Instruction = Copy out the full text of the essay on Emerson word for word.

Page excerpt =
· · · · · · ·

Harold Bloom repeatedly names Ralph Waldo Emerson as the great theological architect of the "American religion" in his book of that title. However controversial some of Bloom's other theses may be, there is much truth in his characterization of the Sage of Concord. Probably most of us have been influenced by Emerson, at least indirectly, in far more ways than we realize.

But reading Emerson directly is at once an enlightening and maddening experience: "enlightening" because Emerson was a philosopher in the best sense of the word -- a lover of wisdom -- and "maddening" because he was _not_ a philosopher in any _other_ sense of the word. He was stubbornly disinclined to argumentation or even systematic exposition; his essays read more like sermons than like philosophical arguments; he preferred to deliver himself of his oracular insights without, it seems, subjecting them either to the criticism of other minds or even to the rigors of critical self-reflection, on the view that Reason was an all but infallible source of insight into truth and its objects are known with the same immediacy with which we know that we are awake. (It is a curious view of reason which makes no allowances for improvement of one's understanding.)

As a result of this take-it-or-leave it approach, his writings are all too easy to misunderstand, and for this he must bear much of the blame. For example, his remarks on charity in "Self-reliance" have led some readers to suppose that he was opposed to charity altogether, whereas in truth he believed that we are each of us suited by talent and temperament to be "charitable" to a special class of persons for whom we are therefore _truly_ responsible. Then, too, his remark in the same essay on "a foolish consistency" has been infamously and endlessly misquoted -- but even in its proper context it invites misunderstanding by failing to pay sufficient attention to the non-foolish variety of consistency (which Emerson supposed would take care of itself more or less automatically). Here again, Emerson's account of Reason, in giving so much weight to intuition, leaves strangely little room for reflection.

· · · · · · ·

Stored items from a collection:
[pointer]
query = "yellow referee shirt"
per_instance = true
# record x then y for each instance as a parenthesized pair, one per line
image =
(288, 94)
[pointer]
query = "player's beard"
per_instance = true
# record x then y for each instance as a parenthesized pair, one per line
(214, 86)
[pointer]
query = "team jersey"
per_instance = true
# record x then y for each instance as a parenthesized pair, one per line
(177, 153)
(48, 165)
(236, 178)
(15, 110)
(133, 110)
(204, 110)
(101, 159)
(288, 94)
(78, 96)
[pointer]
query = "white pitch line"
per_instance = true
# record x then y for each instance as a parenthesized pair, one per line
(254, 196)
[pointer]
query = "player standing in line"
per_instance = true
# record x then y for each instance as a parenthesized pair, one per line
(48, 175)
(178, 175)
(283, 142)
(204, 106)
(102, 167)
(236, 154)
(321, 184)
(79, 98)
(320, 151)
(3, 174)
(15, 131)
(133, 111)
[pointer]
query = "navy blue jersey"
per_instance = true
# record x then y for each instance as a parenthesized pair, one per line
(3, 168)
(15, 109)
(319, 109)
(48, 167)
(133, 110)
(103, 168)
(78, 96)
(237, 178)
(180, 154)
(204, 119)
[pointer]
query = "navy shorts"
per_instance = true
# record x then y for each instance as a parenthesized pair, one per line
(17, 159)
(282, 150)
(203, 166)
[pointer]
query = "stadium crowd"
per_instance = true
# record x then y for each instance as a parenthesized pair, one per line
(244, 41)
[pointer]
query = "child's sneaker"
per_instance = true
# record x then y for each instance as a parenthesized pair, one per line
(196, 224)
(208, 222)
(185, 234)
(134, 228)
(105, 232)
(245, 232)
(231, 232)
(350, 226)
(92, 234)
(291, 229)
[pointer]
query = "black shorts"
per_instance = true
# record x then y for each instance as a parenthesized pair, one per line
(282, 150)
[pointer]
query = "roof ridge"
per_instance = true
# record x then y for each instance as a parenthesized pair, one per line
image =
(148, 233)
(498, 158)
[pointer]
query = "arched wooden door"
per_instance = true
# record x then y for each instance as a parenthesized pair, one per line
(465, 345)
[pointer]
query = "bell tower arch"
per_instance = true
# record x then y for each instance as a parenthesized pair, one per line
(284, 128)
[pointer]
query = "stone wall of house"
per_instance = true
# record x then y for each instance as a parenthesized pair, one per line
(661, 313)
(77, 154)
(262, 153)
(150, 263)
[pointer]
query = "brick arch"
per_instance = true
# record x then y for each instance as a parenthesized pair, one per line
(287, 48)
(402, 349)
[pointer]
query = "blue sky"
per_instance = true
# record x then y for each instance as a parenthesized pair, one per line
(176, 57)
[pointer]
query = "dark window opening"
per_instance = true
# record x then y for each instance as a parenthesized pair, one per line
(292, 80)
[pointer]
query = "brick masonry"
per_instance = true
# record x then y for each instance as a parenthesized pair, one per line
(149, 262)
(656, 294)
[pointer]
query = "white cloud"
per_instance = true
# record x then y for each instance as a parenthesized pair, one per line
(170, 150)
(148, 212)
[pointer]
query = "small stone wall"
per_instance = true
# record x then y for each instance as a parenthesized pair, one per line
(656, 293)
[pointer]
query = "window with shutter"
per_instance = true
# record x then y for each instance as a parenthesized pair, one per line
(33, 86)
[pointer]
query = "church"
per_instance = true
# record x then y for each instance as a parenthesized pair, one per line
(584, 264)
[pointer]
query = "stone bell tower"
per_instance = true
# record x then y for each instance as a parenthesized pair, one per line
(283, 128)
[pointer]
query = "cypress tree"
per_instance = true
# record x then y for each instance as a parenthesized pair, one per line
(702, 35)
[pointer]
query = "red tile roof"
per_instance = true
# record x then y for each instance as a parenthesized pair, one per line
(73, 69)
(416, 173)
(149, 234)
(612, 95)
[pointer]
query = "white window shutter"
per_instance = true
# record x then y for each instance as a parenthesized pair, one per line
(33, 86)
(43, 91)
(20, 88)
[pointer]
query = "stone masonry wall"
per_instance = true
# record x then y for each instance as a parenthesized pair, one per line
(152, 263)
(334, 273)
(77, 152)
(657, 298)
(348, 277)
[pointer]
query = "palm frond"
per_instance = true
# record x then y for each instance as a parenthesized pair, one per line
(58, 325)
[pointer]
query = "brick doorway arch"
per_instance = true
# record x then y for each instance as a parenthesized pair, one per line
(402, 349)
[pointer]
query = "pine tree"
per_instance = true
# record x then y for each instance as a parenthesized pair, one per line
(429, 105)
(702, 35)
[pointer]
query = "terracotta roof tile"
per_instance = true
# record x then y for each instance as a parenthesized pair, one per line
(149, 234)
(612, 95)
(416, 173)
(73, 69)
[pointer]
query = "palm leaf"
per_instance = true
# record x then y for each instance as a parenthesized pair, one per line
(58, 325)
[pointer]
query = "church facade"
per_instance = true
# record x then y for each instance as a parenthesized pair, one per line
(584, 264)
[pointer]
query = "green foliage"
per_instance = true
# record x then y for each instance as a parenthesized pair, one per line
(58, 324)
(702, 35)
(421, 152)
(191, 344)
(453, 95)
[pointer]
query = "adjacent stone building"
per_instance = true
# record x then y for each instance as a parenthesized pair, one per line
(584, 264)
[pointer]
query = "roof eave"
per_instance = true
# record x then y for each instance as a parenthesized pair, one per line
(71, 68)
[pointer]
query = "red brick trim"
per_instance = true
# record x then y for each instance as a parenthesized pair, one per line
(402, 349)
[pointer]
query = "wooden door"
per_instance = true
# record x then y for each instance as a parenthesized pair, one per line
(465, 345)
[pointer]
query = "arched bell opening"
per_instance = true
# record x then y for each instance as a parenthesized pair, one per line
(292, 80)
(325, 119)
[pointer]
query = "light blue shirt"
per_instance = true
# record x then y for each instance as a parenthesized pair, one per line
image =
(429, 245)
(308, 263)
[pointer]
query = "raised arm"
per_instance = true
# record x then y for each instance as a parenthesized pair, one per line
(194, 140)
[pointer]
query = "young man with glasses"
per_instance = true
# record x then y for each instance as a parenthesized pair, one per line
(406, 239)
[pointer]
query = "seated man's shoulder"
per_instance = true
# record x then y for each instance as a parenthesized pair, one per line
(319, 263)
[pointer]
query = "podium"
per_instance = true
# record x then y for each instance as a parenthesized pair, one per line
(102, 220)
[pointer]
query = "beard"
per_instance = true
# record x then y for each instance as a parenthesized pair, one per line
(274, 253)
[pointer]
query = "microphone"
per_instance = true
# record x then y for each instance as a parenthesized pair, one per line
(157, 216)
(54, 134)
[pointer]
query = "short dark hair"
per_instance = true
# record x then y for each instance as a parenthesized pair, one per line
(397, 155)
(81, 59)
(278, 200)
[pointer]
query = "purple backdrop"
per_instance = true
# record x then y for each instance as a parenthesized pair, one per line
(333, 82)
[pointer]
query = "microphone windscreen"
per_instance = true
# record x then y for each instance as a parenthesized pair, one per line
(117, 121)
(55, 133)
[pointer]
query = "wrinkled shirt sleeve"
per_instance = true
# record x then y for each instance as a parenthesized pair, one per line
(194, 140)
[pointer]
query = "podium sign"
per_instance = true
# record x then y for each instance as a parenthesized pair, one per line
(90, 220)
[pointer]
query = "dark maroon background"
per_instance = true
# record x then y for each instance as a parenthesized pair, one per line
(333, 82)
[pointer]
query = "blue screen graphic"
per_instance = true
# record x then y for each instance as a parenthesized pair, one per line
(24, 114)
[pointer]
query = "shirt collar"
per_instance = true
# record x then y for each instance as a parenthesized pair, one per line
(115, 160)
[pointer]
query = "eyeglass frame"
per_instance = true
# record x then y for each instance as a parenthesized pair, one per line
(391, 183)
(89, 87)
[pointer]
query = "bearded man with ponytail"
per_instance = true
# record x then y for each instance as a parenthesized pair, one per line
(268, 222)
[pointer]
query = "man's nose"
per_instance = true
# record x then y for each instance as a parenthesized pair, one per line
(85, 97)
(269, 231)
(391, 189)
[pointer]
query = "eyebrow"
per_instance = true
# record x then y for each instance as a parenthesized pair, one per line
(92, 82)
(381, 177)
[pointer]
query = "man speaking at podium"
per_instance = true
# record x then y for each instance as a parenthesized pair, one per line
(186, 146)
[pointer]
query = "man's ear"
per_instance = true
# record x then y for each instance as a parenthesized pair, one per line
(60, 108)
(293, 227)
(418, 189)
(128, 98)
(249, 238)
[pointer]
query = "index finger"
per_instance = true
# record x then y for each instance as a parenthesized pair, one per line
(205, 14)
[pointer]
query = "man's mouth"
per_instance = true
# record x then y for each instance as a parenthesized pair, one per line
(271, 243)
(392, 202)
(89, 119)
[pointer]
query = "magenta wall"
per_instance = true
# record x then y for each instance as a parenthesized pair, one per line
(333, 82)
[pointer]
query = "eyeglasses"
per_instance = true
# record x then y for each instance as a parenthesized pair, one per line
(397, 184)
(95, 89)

· · · · · · ·

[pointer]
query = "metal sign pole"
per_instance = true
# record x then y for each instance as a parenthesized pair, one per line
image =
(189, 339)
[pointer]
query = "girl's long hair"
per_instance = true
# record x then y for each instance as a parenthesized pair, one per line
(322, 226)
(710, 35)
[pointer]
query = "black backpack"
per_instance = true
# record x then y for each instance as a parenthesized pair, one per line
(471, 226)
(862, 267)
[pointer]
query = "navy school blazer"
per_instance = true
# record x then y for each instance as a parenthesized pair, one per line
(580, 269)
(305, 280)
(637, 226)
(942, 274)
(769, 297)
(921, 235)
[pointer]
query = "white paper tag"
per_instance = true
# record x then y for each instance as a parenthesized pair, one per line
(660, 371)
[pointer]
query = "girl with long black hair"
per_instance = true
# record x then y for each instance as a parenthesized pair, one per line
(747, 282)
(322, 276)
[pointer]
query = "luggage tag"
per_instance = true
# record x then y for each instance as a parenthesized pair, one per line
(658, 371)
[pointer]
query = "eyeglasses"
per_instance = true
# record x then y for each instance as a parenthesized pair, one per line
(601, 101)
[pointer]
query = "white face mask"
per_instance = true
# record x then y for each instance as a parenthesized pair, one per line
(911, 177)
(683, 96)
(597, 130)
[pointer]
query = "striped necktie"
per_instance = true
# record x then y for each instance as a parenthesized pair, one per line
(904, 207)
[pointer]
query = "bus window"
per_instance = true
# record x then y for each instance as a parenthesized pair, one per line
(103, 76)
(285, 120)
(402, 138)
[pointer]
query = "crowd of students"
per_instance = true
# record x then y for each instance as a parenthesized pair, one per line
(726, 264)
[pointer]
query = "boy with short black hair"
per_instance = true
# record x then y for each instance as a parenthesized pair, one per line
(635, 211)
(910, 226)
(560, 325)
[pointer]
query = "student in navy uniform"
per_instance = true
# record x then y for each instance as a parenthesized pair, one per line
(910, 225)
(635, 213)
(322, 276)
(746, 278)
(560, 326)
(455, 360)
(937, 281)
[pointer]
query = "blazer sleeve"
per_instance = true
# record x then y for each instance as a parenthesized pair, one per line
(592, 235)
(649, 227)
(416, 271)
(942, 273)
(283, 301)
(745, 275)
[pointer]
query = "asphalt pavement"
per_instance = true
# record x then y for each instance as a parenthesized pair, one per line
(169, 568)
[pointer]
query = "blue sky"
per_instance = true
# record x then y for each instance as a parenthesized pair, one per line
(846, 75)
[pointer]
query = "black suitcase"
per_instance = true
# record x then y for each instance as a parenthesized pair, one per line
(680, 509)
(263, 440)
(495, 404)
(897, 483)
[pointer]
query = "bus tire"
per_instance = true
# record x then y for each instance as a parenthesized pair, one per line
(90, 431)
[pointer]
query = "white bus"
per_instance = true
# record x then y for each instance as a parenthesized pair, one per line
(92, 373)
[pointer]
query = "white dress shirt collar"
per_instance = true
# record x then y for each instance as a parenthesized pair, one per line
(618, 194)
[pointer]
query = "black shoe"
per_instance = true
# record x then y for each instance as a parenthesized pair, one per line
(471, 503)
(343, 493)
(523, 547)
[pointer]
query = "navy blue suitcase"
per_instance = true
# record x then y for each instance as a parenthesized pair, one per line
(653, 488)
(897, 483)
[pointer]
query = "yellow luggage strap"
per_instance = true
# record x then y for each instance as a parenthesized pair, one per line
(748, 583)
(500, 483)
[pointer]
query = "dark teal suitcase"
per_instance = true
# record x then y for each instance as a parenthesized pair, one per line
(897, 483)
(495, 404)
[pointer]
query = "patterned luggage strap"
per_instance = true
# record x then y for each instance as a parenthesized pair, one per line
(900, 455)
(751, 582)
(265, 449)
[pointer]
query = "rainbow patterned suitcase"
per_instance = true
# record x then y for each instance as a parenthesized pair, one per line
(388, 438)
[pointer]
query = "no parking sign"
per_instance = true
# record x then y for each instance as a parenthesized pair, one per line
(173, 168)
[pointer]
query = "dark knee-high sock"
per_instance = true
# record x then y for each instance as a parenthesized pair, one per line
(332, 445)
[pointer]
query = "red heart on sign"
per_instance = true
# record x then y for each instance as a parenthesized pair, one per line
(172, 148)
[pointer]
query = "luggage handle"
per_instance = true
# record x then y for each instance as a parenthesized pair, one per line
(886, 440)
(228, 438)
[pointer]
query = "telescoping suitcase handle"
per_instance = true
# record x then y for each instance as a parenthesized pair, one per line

· · · · · · ·

Exercise response =
Harold Bloom repeatedly names Ralph Waldo Emerson as the great theological architect of the "American religion" in his book of that title. However controversial some of Bloom's other theses may be, there is much truth in his characterization of the Sage of Concord. Probably most of us have been influenced by Emerson, at least indirectly, in far more ways than we realize.

But reading Emerson directly is at once an enlightening and maddening experience: "enlightening" because Emerson was a philosopher in the best sense of the word -- a lover of wisdom -- and "maddening" because he was _not_ a philosopher in any _other_ sense of the word. He was stubbornly disinclined to argumentation or even systematic exposition; his essays read more like sermons than like philosophical arguments; he preferred to deliver himself of his oracular insights without, it seems, subjecting them either to the criticism of other minds or even to the rigors of critical self-reflection, on the view that Reason was an all but infallible source of insight into truth and its objects are known with the same immediacy with which we know that we are awake. (It is a curious view of reason which makes no allowances for improvement of one's understanding.)

As a result of this take-it-or-leave it approach, his writings are all too easy to misunderstand, and for this he must bear much of the blame. For example, his remarks on charity in "Self-reliance" have led some readers to suppose that he was opposed to charity altogether, whereas in truth he believed that we are each of us suited by talent and temperament to be "charitable" to a special class of persons for whom we are therefore _truly_ responsible. Then, too, his remark in the same essay on "a foolish consistency" has been infamously and endlessly misquoted -- but even in its proper context it invites misunderstanding by failing to pay sufficient attention to the non-foolish variety of consistency (which Emerson supposed would take care of itself more or less automatically). Here again, Emerson's account of Reason, in giving so much weight to intuition, leaves strangely little room for reflection.